───── Text segment
Wangari Maathai has always had an affinity for trees. As a child, she learned from her grandmother that a large fig tree near her family home in central Kenya was sacred and not to be disturbed. She gathered water for her mother at springs protected by the roots of trees. In the mid-1970s, Maathai, in an effort to meet the basic needs of rural women, began to plant trees with them. Her non-governmental Green Belt Movement has planted 30 million trees across Kenya, many of which still stand. In 2004 her work was internationally recognized with the Nobel Peace Prize.

“As trees grow, they give you hope and self-confidence,” Maathai said recently. “You feel good, like you have transformed the landscape.” So it should come as no surprise that within an hour of learning she had won the peace prize for her contribution to sustainable development, democracy, and peace, Maathai planted a tree. It was a nandi flame tree native to her home region of Nyeri, Kenya, where Maathai was when she heard the news. Never one to stand on ceremony, she knelt on the earth and dug her hands into the red soil, warm from the sun, and settled the tree into the ground. It was, she told the journalists and onlookers gathered, “the best way to celebrate.”

I was with Maathai that day. Rubbing the dirt from her hands, she took the occasion to turn her message to the world: “Honor this moment by planting trees,” she said as the media jammed her cell phone. “I’m sure millions of trees would be planted if every friend of the environment, and especially of me, did.”

Putting the pieces together

It was in the mid-1970s that Maathai became aware of Kenya’s ecological decline: watersheds drying up, streams disappearing, and the desert expanding south from the Sahara. On visits to Nyeri she found streams she had known as a child gone—dried up. Vast forests had been cleared for farms or plantations of fast-growing exotic trees that drained the ecosystem of water and degraded the soil.
──────────
───── Data provided
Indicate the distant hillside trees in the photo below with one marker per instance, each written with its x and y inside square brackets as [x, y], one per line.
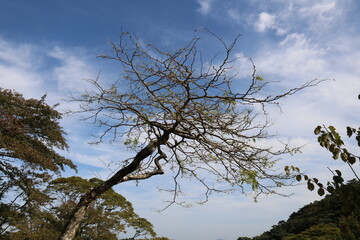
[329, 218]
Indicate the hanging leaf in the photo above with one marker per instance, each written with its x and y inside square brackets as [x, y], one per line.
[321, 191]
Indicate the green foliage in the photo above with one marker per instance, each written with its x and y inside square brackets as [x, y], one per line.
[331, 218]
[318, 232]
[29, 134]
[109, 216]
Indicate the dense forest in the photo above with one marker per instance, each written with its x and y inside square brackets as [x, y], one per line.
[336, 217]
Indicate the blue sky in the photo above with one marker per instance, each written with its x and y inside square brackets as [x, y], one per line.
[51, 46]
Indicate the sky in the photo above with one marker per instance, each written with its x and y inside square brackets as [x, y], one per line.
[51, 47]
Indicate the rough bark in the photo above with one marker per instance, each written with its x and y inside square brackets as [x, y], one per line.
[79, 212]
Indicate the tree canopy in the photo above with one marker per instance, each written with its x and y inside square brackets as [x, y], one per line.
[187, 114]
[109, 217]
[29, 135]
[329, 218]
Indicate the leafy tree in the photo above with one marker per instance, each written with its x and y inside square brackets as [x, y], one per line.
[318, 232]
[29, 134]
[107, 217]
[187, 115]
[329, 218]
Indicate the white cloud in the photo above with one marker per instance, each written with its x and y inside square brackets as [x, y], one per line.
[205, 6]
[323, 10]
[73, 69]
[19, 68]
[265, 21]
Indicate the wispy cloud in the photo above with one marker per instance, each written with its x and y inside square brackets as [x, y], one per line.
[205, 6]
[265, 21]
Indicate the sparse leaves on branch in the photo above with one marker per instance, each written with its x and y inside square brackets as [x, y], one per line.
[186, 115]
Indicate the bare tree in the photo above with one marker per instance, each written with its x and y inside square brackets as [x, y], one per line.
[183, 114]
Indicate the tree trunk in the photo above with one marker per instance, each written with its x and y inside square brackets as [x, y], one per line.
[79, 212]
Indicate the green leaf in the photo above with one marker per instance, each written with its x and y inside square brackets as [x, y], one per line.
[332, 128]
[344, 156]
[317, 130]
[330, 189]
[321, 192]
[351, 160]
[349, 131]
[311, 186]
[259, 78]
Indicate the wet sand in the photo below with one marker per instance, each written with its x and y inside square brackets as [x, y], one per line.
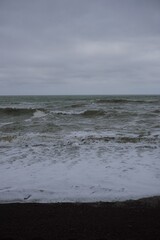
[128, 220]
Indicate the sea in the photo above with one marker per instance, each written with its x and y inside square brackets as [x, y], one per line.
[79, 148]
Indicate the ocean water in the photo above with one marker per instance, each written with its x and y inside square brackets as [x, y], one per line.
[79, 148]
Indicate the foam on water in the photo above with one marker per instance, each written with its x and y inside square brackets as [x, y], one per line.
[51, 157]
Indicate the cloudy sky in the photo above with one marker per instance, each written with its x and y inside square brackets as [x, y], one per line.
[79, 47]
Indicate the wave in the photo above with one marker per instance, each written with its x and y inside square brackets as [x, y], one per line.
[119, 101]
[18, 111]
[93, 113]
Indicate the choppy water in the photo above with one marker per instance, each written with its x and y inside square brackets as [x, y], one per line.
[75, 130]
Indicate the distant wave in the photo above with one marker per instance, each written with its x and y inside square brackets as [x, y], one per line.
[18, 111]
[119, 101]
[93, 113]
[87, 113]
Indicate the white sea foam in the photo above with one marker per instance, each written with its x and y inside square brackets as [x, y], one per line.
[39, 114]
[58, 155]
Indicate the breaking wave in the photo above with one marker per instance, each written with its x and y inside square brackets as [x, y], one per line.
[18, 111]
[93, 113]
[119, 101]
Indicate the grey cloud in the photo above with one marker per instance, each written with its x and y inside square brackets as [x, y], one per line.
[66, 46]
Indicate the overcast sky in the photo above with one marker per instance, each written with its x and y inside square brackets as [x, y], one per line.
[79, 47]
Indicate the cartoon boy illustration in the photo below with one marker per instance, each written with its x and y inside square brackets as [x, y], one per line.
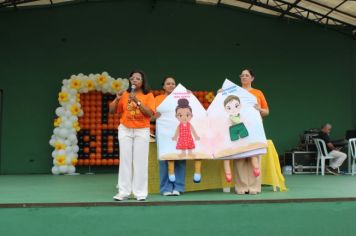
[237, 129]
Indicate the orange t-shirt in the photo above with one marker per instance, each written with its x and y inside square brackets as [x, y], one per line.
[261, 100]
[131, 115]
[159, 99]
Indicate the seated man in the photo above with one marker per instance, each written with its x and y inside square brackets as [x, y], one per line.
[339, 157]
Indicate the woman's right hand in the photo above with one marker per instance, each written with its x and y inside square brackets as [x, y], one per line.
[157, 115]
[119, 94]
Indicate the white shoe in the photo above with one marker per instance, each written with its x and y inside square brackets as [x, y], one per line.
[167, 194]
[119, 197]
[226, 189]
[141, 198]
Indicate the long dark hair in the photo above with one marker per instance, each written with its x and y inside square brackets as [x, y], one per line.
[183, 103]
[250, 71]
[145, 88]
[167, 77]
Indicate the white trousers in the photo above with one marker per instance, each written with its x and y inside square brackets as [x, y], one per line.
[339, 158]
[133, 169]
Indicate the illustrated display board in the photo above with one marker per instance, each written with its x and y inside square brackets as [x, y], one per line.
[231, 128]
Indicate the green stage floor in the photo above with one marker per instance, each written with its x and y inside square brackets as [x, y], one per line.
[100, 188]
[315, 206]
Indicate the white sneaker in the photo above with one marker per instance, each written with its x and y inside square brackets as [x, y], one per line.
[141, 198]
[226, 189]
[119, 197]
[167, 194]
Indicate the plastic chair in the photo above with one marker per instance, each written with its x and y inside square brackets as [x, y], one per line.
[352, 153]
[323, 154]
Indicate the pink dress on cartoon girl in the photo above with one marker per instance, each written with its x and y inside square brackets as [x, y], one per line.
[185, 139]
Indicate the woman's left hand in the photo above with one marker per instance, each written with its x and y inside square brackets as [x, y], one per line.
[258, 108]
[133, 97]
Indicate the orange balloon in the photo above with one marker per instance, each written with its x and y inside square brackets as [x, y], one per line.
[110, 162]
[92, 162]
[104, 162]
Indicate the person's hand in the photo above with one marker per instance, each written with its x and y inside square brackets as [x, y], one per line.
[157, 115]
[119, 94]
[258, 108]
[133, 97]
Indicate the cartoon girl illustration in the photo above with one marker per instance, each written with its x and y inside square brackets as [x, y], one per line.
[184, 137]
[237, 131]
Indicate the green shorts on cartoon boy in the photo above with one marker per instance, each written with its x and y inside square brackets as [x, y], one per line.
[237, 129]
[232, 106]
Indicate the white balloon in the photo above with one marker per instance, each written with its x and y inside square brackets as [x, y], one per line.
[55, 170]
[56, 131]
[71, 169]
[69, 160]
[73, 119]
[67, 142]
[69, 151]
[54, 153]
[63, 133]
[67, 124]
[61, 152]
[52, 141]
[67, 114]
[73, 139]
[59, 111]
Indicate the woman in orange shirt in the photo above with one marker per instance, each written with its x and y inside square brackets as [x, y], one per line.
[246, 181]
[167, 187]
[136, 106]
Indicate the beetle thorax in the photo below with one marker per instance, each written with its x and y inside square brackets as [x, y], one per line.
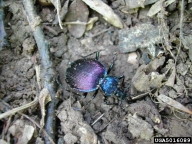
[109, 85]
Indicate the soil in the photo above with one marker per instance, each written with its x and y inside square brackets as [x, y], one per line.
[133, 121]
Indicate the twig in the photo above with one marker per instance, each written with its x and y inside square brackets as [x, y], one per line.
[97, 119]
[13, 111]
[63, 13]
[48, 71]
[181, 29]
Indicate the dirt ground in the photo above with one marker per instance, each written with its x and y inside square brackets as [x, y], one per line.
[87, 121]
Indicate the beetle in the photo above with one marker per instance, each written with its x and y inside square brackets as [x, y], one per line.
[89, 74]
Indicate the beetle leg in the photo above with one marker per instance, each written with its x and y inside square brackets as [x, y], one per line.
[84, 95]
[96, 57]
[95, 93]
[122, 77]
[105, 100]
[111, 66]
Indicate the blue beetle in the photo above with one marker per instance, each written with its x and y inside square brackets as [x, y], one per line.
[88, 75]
──────────
__What to do__
Continue the piece on Wangari Maathai above, starting after its last sentence.

__Response below__
Maathai began making connections others hadn’t. “Listening to the women talk about water, about energy, about nutrition, it all boiled down to the environment,” she told me recently. “I came to understand the linkage between environmental degradation and the felt needs of the communities.”

She hit on the idea of using trees to replenish the soil, provide fuel wood, protect watersheds and promote better nutrition (through growing fruit trees). “If you understand and you are disturbed, then you are moved to action,” she says. “That’s exactly what happened to me.”

Maathai set up a tree nursery in Karura Forest on the outskirts of Nairobi, later shifting it to her backyard. But the idea did not catch fire. In her book, The Green Belt Movement: Sharing the Approach and the Experience, Maathai recounts bringing seedlings to the annual agricultural show in Nairobi in 1975. A number of people expressed interest in tree planting. Not one, though, followed up.

Disappointed, but not deterred, the National Council of Women of Kenya urged her to pursue the idea and in 1977, the Green Belt Movement was born. Planting trees seemed “reasonable, doable,” she says. But government foresters initially resisted. They didn’t believe uneducated rural women could plant and tend trees.